(Consigna A)
Responde a estas preguntas sobre el fragmento acerca de la imaginación en la pintura:
(i) ¿Qué fecha figura al comienzo del fragmento?
(ii) ¿Entre qué años vivió Jean-François Millet, según el fragmento?
(iii) ¿Qué corriente descubrió Millet que podría servirle mejor para lo que deseaba expresar en un lienzo?

8 de noviembre de 2012

La imaginación en la Pintura: a veces como un Arte sorpresivo o como un Arte creativo.



¿Qué es sino imaginación lo que se plasma en un cuadro, aunque sea la fiel representación de la realidad más nítida y correcta -casi fotográfica- de una imagen natural? Porque el ojo del artista presume siempre de conocer de antes lo que ve o mira, y que luego decodificará en cada trazo de lo que, finalmente, narrará en su lienzo con belleza. Sin embargo, hay una sagrada misión artística -no siempre asequible a todos los creadores- que hace creativa o no una imaginación inspirada. Esa misión sagrada consistirá en trasladar al observador la emoción contenida o semi-oculta en el universo de su creación artística. Pero, dejando aún ciertos sabores emocionales por asimilar de la obra, unas sensaciones ahora nuevas que, a cada revisión posterior, irá el espectador dilucidando con ellas el profundo motivo de toda esa emoción presentida de antes. Cuando el pintor realista Jean-François Millet (1814-1875) quiso transmitir las cosas de otro modo a como se habían transmitido antes con el Romanticismo, descubrió entonces que el Realismo más natural -el Naturalismo- podría servir mejor para lo que deseara expresar en un lienzo. ¿Cómo mostrar lo mismo de antes -belleza, equilibrio, naturaleza feliz- pero ahora de una forma distinta? Porque ahora el Arte habría sublimado de tal modo la realidad que ésta no parecía sino una pantomima ensimismada de la misma. Fue particularmente sensible Millet además con esa parte de la sociedad más vulnerable y dolida, ajena por lo tanto a esos paradigmas gozosos -mostrados en las obras clásicas o románticas de antes- de una fabulación ilusoria, del todo inexistente en la realidad de la vida más normal o vulgar de los humanos. Y entonces quiso plasmar el pintor  la imagen más veraz y vulgar de la vida humana. Pero hacerlo con la genialidad de enmarcarlo en  el mismo decorado fabuloso, inspirado, irreal, mítico y sosegado de antes.

(Datos proporcionados)
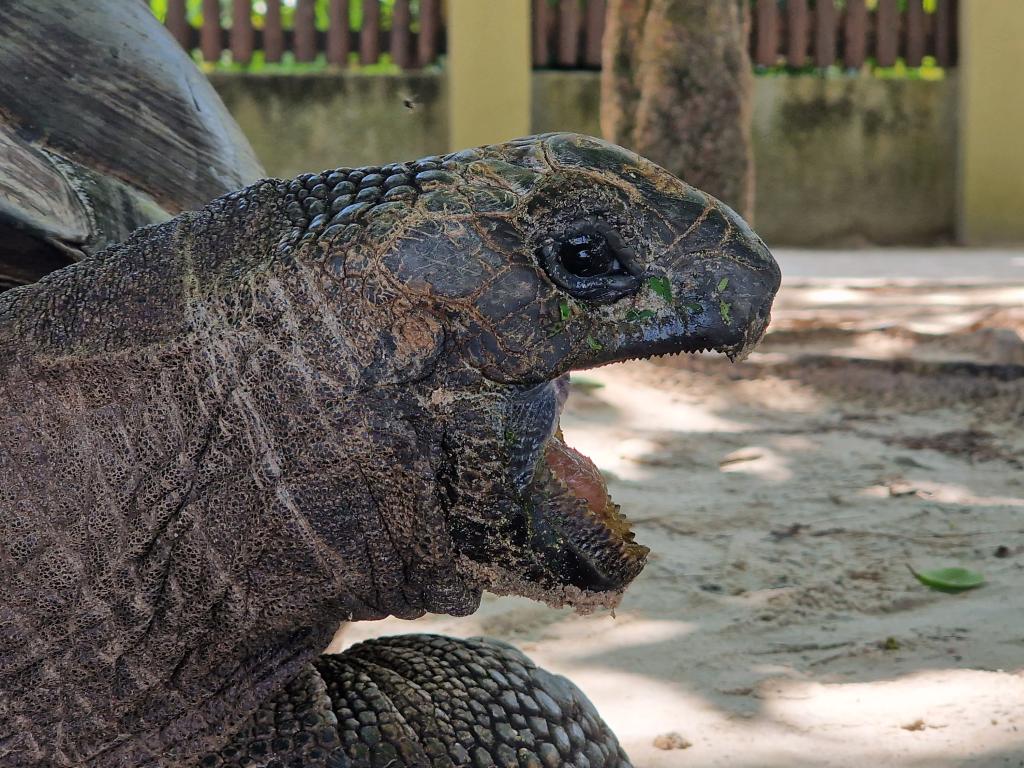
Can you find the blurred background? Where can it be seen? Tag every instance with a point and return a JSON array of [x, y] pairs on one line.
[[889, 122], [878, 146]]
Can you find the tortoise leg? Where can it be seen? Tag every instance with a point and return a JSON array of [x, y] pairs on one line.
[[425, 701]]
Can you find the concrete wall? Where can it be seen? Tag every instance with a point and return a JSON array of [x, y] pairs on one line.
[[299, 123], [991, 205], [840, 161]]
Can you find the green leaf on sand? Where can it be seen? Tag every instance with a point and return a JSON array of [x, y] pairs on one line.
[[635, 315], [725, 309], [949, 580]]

--

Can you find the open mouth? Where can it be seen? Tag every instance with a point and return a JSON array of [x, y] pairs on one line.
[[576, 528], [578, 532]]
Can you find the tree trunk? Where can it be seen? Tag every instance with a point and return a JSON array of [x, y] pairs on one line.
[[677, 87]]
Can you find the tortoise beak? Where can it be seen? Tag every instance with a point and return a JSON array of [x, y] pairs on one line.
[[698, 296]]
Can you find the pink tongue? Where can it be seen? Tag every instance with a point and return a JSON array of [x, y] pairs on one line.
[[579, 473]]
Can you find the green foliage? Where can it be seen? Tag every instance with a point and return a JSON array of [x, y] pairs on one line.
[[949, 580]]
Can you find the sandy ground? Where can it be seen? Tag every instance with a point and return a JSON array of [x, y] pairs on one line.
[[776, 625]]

(Consigna B)
Cita textualmente las filas de datos que van desde la línea que contiene "Can you find the concrete" hasta la que contiene "[[635, 315], [725, 309], [949, 580]]", ambas incluidas.

(Solución escrita A)
(i) El 8 de noviembre de 2012.
(ii) Entre 1814 y 1875.
(iii) El Realismo más natural, es decir, el Naturalismo.

(Solución escrita B)
Can you find the concrete wall? Where can it be seen? Tag every instance with a point and return a JSON array of [x, y] pairs on one line.
[[299, 123], [991, 205], [840, 161]]
Can you find the green leaf on sand? Where can it be seen? Tag every instance with a point and return a JSON array of [x, y] pairs on one line.
[[635, 315], [725, 309], [949, 580]]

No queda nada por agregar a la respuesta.